1.1. Introduction

The present document contains all the necessary information and guidelines to help understand the principles and assumptions of the OSMOSE model, apply it to a specific case study and run simulations for addressing specific issues. The OSMOSE model aims at exploring fish community dynamics and the ecosystem effects of fishing and climate change. It is an Individual-based model (IBM) which focuses on fish species and their trophic interactions ([SC01][SC04]). The model description follows the ODD (“Overview”, “Design concept” and “Details”) protocol for describing individual- or agent-based models (Grimm et al. 2006, Grimm et al. 2010).

The Osmose model assumes opportunistic predation based on spatial co-occurrence and size adequacy between a predator and its prey (size-based opportunistic predation). It represents fish individuals grouped in schools, which are characterized by their size, weight, age, taxonomy and geographical location (2D model), and which undergo different processes of fish life cycle (growth, explicit predation, natural and starvation mortalities, reproduction and migration) and a fishing mortality distinct for each species and structured by age/size, space and season. The model needs basic biological parameters for growth and reproduction processes, that are often available for a wide range of species, and which can be found in FishBase for instance. It also needs to be forced by spatial distribution maps for each species, by age/size/stage and by season depending on data availability. In output, a variety of size-based and species-based ecological indicators can be produced and compared to in situ data (surveys and catch data) at different levels of aggregation: at the species level (e.g. mean size, mean size-at-age, maximum size, mean trophic level, within-species distribution of TL), and at the community level (e.g. slope and intercept of size spectrum, Shannon diversity index, mean TL of catch). The model can be fitted to observed biomass and catch data, using a dedicated evolutionary algorithm. Recent developments have focused on the coupling of OSMOSE to various hydrodynamic and biogeochemical models, allowing to build end-to-end models of marine ecosystems that explicit combined effects of climate and fishing on fish dynamics.

- **ABOUT THIS TASK**
Return, word for word, the stretch of the OSMOSE model introduction from "The present document" through "et al. 2010).".

- **GIVEN INFORMATION**
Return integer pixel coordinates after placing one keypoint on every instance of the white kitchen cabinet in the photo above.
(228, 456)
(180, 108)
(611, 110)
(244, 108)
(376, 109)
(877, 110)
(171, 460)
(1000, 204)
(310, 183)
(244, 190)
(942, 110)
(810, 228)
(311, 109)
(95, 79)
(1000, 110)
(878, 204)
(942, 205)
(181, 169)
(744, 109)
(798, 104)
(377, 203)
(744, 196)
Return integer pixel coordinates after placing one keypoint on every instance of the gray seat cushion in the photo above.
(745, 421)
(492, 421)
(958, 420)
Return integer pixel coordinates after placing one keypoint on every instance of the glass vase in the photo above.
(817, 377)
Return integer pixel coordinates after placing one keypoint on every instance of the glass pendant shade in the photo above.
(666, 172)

- **WRITTEN SOLUTION**
The present document contains all the necessary information and guidelines to help understand the principles and assumptions of the OSMOSE model, apply it to a specific case study and run simulations for addressing specific issues. The OSMOSE model aims at exploring fish community dynamics and the ecosystem effects of fishing and climate change. It is an Individual-based model (IBM) which focuses on fish species and their trophic interactions ([SC01][SC04]). The model description follows the ODD (“Overview”, “Design concept” and “Details”) protocol for describing individual- or agent-based models (Grimm et al. 2006, Grimm et al. 2010).